*Task goal*. Copy the data precisely, keeping every character.
-- Begin Supplied entries --
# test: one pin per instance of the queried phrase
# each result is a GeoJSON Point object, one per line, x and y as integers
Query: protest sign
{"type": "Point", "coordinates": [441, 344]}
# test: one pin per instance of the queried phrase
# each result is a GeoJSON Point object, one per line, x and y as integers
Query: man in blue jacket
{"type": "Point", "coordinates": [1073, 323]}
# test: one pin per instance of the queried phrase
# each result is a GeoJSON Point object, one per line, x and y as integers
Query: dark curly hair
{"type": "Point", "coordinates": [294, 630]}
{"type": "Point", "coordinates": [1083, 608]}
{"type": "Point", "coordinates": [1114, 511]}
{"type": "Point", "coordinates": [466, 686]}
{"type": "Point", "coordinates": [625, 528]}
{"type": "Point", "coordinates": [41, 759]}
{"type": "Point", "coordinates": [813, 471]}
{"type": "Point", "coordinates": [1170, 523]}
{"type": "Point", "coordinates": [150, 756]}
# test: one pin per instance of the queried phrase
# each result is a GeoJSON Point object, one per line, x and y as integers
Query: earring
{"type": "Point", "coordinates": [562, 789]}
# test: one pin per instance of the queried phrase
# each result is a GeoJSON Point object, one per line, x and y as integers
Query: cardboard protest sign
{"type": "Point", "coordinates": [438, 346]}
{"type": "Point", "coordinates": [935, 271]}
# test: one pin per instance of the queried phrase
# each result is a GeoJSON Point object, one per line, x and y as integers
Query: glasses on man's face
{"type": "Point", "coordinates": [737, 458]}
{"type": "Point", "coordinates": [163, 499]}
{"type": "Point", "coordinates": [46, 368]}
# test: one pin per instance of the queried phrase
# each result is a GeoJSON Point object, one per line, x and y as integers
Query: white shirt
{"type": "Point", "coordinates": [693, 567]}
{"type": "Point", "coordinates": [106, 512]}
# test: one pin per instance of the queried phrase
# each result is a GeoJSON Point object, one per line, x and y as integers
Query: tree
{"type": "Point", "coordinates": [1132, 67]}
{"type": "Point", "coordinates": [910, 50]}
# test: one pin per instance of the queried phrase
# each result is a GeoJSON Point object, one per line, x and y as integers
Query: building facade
-- End Supplied entries --
*Result of this task*.
# test: one pin per instance of the queried phrase
# each result is a GeoJSON Point object, one per line, x and y as integers
Query: protest sign
{"type": "Point", "coordinates": [441, 344]}
# test: one pin per instance of the queried phrase
# each result is a GeoJSON Point object, one per line, x and y as integers
Query: man in blue jacket
{"type": "Point", "coordinates": [1073, 323]}
# test: one pin per instance of the queried phrase
# each result is a GeoJSON Point object, one per line, x and y as integers
Query: dark curly hair
{"type": "Point", "coordinates": [294, 630]}
{"type": "Point", "coordinates": [1083, 608]}
{"type": "Point", "coordinates": [1114, 511]}
{"type": "Point", "coordinates": [466, 686]}
{"type": "Point", "coordinates": [625, 528]}
{"type": "Point", "coordinates": [41, 759]}
{"type": "Point", "coordinates": [813, 471]}
{"type": "Point", "coordinates": [1170, 523]}
{"type": "Point", "coordinates": [150, 756]}
# test: one pin per instance of the queried phrase
# each result is a GeoJSON Point object, one per line, x and y as integers
Query: earring
{"type": "Point", "coordinates": [562, 789]}
# test: one pin per instance of the queried phrase
# each result is a GeoJSON Point object, one per line, x and y as integers
Query: cardboard protest sign
{"type": "Point", "coordinates": [438, 346]}
{"type": "Point", "coordinates": [935, 271]}
# test: one pin per instance of the queried phrase
# each result is a GeoJSON Point object, one per line, x and y as integers
Query: glasses on man's face
{"type": "Point", "coordinates": [737, 458]}
{"type": "Point", "coordinates": [163, 499]}
{"type": "Point", "coordinates": [46, 368]}
# test: one pin per instance of the queried phrase
# each result is a GeoJSON Point object, one per line, x and y as integers
Query: white shirt
{"type": "Point", "coordinates": [693, 567]}
{"type": "Point", "coordinates": [106, 512]}
# test: one pin per instance of the queried phrase
# each result is a GeoJSON Point object, one per line, x and y as integers
Query: tree
{"type": "Point", "coordinates": [1132, 67]}
{"type": "Point", "coordinates": [910, 50]}
# test: one pin per instance of the queried phrase
# each result is a GeoJSON Point object, one per line, x and y as integers
Query: building facade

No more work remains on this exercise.